_To be done_
Extract every line of the listing below that contains the string "white". Case counts.

Point annotation records
= = = = =

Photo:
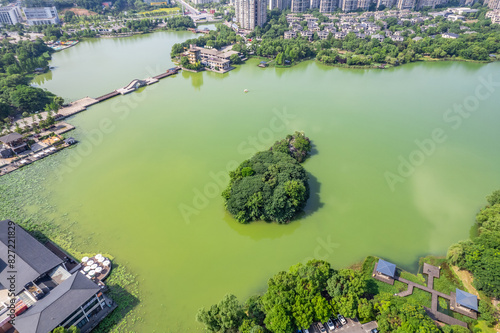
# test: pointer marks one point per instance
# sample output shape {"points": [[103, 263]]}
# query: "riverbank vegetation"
{"points": [[480, 256], [476, 41], [482, 40], [18, 62], [314, 292], [218, 38], [272, 185]]}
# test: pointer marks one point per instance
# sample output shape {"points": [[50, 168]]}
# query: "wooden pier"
{"points": [[70, 110]]}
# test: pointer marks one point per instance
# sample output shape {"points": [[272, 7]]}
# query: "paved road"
{"points": [[352, 326], [187, 6]]}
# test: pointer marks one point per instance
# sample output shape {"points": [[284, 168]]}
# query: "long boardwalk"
{"points": [[69, 110]]}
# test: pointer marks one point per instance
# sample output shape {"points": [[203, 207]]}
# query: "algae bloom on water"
{"points": [[272, 185]]}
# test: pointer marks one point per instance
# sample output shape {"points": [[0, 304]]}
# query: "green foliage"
{"points": [[17, 61], [455, 329], [481, 255], [293, 299], [72, 329], [271, 186], [226, 315], [29, 99], [180, 23], [235, 59], [402, 315], [297, 146], [221, 37], [494, 198], [347, 282]]}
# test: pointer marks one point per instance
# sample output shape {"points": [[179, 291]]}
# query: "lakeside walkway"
{"points": [[431, 272], [40, 150]]}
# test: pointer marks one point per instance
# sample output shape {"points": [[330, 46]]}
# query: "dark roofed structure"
{"points": [[386, 268], [7, 139], [32, 258], [62, 301], [466, 300], [49, 312]]}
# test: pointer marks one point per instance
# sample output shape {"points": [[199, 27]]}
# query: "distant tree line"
{"points": [[17, 63], [180, 23], [216, 38], [315, 292], [481, 254]]}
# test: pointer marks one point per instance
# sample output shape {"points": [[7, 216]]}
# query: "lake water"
{"points": [[396, 172]]}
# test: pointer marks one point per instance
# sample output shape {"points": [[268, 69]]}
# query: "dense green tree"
{"points": [[72, 329], [29, 99], [180, 23], [226, 315], [494, 198], [271, 186], [479, 255], [235, 59]]}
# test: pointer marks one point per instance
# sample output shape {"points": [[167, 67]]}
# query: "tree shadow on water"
{"points": [[314, 203]]}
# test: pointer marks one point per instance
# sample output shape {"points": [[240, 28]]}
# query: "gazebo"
{"points": [[466, 300], [384, 271], [386, 268]]}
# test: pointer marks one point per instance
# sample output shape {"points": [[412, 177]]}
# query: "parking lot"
{"points": [[353, 326]]}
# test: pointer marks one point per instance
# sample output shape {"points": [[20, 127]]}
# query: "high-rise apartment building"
{"points": [[300, 6], [251, 13], [328, 6], [10, 15], [41, 15]]}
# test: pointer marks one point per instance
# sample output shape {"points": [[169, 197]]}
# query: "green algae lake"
{"points": [[402, 161]]}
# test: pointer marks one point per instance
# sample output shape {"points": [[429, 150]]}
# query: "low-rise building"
{"points": [[323, 34], [494, 15], [14, 142], [290, 34], [41, 15], [307, 34], [211, 58], [46, 294]]}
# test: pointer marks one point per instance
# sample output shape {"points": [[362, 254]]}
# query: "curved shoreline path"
{"points": [[83, 103], [174, 149]]}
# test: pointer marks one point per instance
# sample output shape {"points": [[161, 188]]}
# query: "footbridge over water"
{"points": [[137, 83]]}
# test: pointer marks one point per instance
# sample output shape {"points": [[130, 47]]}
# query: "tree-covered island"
{"points": [[272, 185]]}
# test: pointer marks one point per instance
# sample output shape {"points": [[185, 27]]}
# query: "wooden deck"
{"points": [[431, 272]]}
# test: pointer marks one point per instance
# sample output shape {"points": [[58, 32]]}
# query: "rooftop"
{"points": [[467, 300], [32, 258], [62, 301], [10, 137], [386, 268]]}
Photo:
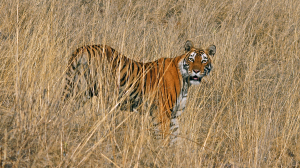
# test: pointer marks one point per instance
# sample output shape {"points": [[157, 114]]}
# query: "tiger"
{"points": [[167, 80]]}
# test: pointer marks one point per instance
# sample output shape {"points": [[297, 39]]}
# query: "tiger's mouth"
{"points": [[195, 78]]}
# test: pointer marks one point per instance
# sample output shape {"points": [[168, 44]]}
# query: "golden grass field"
{"points": [[246, 113]]}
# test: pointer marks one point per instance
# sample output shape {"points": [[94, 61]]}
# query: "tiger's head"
{"points": [[196, 63]]}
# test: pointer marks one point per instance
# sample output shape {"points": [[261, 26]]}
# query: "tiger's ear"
{"points": [[188, 45], [211, 50]]}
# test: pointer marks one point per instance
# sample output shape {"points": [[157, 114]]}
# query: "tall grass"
{"points": [[245, 114]]}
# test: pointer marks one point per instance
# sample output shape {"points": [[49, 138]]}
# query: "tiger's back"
{"points": [[165, 81]]}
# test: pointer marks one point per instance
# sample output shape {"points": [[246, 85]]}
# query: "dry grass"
{"points": [[246, 113]]}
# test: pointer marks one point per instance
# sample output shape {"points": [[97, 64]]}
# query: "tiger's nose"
{"points": [[196, 70]]}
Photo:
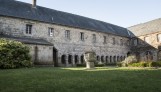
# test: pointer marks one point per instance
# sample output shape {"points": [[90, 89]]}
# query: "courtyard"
{"points": [[105, 79]]}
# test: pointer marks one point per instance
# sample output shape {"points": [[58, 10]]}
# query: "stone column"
{"points": [[79, 59], [66, 60], [59, 59], [73, 61]]}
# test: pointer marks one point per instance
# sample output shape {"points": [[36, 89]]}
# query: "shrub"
{"points": [[99, 65], [145, 64], [81, 65], [111, 64], [14, 54], [155, 64]]}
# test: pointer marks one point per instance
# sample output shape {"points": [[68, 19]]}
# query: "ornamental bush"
{"points": [[14, 54]]}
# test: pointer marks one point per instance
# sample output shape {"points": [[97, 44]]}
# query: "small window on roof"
{"points": [[50, 31], [28, 29]]}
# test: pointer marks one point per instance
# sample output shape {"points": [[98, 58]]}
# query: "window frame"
{"points": [[82, 36], [67, 34], [104, 39], [28, 29], [94, 38], [50, 31]]}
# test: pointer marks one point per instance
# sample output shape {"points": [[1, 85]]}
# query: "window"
{"points": [[147, 39], [50, 31], [128, 42], [104, 39], [28, 29], [121, 42], [135, 42], [159, 37], [82, 36], [94, 38], [113, 41], [67, 34]]}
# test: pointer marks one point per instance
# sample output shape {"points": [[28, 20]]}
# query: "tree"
{"points": [[14, 54]]}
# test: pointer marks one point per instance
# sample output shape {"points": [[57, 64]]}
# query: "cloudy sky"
{"points": [[124, 13]]}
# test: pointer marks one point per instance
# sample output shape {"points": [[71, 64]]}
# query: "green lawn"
{"points": [[80, 80]]}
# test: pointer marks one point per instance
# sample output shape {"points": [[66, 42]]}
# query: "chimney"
{"points": [[34, 3]]}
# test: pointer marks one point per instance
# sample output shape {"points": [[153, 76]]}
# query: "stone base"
{"points": [[90, 65]]}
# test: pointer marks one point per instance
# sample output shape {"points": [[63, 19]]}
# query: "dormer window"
{"points": [[104, 39], [28, 29], [135, 42], [159, 37], [121, 42], [94, 38], [81, 36], [113, 41], [50, 31], [67, 34]]}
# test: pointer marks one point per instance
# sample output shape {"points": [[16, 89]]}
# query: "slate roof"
{"points": [[27, 40], [19, 9], [146, 28]]}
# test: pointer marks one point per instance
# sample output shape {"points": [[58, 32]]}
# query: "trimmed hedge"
{"points": [[14, 54], [96, 65], [145, 64]]}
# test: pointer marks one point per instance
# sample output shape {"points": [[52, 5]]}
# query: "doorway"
{"points": [[55, 55]]}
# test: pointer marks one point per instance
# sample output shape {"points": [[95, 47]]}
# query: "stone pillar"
{"points": [[79, 59], [66, 60], [59, 59], [73, 61]]}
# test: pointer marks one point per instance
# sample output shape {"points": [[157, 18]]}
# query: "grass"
{"points": [[106, 79]]}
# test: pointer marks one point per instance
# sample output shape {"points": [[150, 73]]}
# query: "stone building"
{"points": [[147, 40], [61, 39]]}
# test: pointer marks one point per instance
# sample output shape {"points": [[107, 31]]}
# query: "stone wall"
{"points": [[148, 47], [68, 47]]}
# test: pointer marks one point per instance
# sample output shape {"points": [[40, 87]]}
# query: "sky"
{"points": [[123, 13]]}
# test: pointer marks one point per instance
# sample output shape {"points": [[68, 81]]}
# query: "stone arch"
{"points": [[36, 54], [118, 59], [70, 58], [76, 59], [98, 58], [63, 57], [114, 59], [149, 56], [121, 58], [110, 59], [82, 59], [106, 59], [128, 54], [124, 58], [102, 59]]}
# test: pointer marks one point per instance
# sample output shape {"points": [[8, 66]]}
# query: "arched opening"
{"points": [[102, 59], [98, 58], [114, 59], [149, 56], [36, 54], [82, 59], [124, 58], [137, 54], [70, 59], [55, 55], [106, 59], [76, 59], [128, 54], [110, 59], [121, 58], [118, 59], [63, 59]]}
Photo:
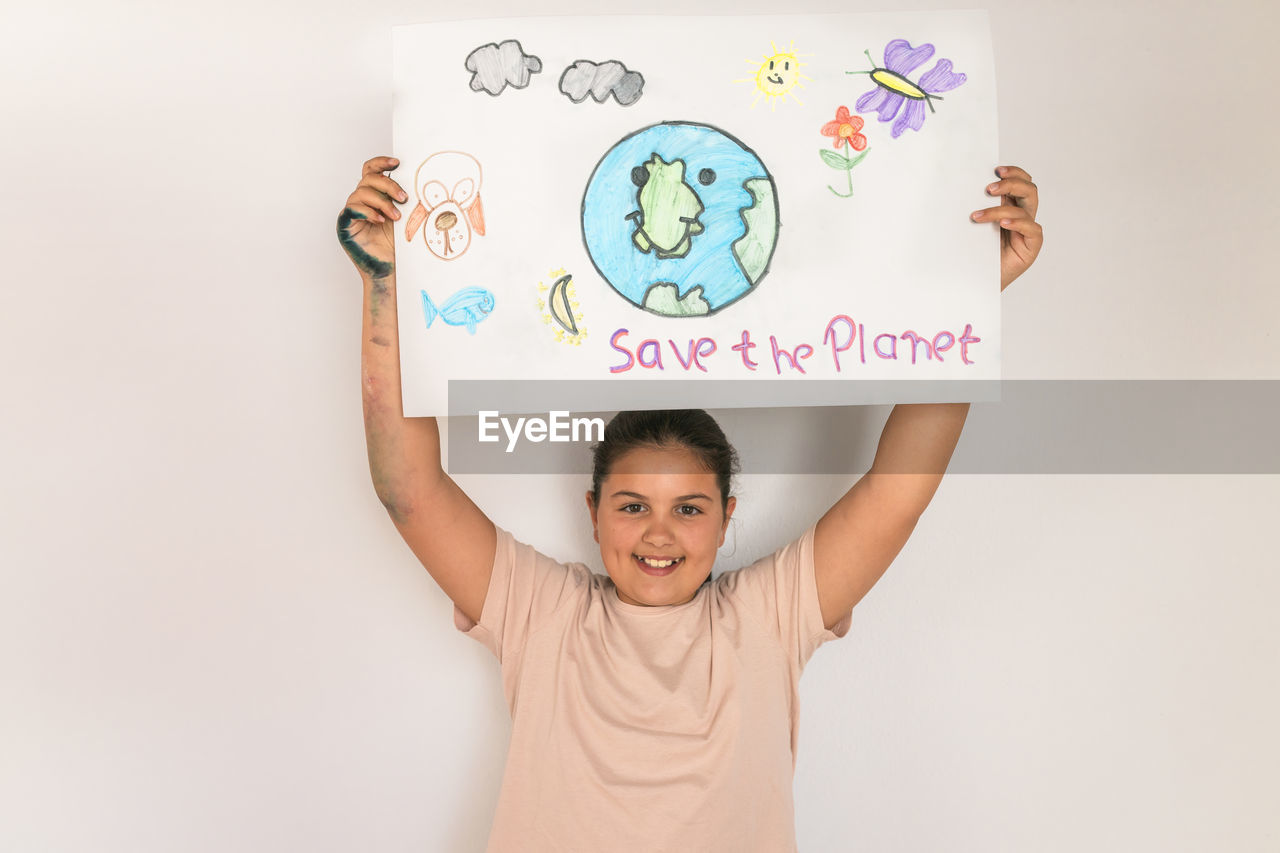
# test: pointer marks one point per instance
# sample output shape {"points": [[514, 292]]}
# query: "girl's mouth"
{"points": [[658, 566]]}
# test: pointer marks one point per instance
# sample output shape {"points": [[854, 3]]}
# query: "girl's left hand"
{"points": [[1020, 236]]}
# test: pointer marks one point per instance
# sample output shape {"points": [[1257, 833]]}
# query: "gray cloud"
{"points": [[494, 67], [585, 77]]}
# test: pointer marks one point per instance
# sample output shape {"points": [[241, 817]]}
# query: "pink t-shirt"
{"points": [[649, 729]]}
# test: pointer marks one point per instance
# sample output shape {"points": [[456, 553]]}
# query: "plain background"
{"points": [[213, 639]]}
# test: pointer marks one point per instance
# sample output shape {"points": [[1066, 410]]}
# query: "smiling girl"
{"points": [[653, 708]]}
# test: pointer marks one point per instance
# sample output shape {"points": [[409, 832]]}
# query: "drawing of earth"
{"points": [[681, 219]]}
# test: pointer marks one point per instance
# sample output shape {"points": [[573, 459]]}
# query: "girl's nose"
{"points": [[658, 533]]}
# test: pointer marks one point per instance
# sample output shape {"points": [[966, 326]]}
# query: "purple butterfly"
{"points": [[892, 87]]}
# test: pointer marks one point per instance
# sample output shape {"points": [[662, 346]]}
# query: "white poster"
{"points": [[778, 199]]}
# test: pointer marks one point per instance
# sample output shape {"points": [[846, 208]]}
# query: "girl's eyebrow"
{"points": [[696, 496]]}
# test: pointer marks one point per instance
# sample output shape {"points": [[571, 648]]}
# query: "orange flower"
{"points": [[845, 129]]}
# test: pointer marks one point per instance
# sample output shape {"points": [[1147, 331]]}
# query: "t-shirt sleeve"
{"points": [[525, 589], [782, 592]]}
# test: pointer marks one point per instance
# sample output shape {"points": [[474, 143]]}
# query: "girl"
{"points": [[652, 708]]}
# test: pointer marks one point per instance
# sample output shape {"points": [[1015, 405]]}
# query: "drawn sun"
{"points": [[777, 76]]}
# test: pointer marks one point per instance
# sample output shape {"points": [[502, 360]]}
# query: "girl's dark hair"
{"points": [[689, 428]]}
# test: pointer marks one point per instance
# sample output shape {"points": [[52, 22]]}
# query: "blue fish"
{"points": [[466, 308]]}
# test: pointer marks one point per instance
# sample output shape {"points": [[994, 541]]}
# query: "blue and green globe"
{"points": [[681, 219]]}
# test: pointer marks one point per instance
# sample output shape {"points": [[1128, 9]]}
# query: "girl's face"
{"points": [[659, 523]]}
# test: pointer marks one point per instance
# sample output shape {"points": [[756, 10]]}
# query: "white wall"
{"points": [[211, 637]]}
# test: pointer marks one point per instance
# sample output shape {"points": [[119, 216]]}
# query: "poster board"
{"points": [[760, 205]]}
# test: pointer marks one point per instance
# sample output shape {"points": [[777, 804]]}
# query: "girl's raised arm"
{"points": [[448, 533], [860, 536]]}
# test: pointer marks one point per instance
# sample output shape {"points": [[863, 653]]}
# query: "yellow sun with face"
{"points": [[777, 76]]}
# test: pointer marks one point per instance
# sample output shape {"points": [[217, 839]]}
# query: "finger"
{"points": [[379, 164], [1002, 211], [1028, 228], [385, 185], [1016, 191], [355, 215], [1013, 172], [376, 200]]}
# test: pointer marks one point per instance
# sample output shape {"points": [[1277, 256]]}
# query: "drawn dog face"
{"points": [[448, 204]]}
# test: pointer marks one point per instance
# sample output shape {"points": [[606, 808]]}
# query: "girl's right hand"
{"points": [[365, 224]]}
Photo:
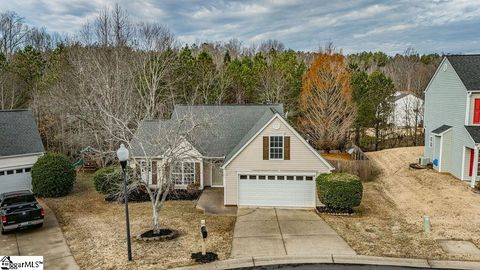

= = = = =

_Answer_
# query: "white poster"
# query: "white wall"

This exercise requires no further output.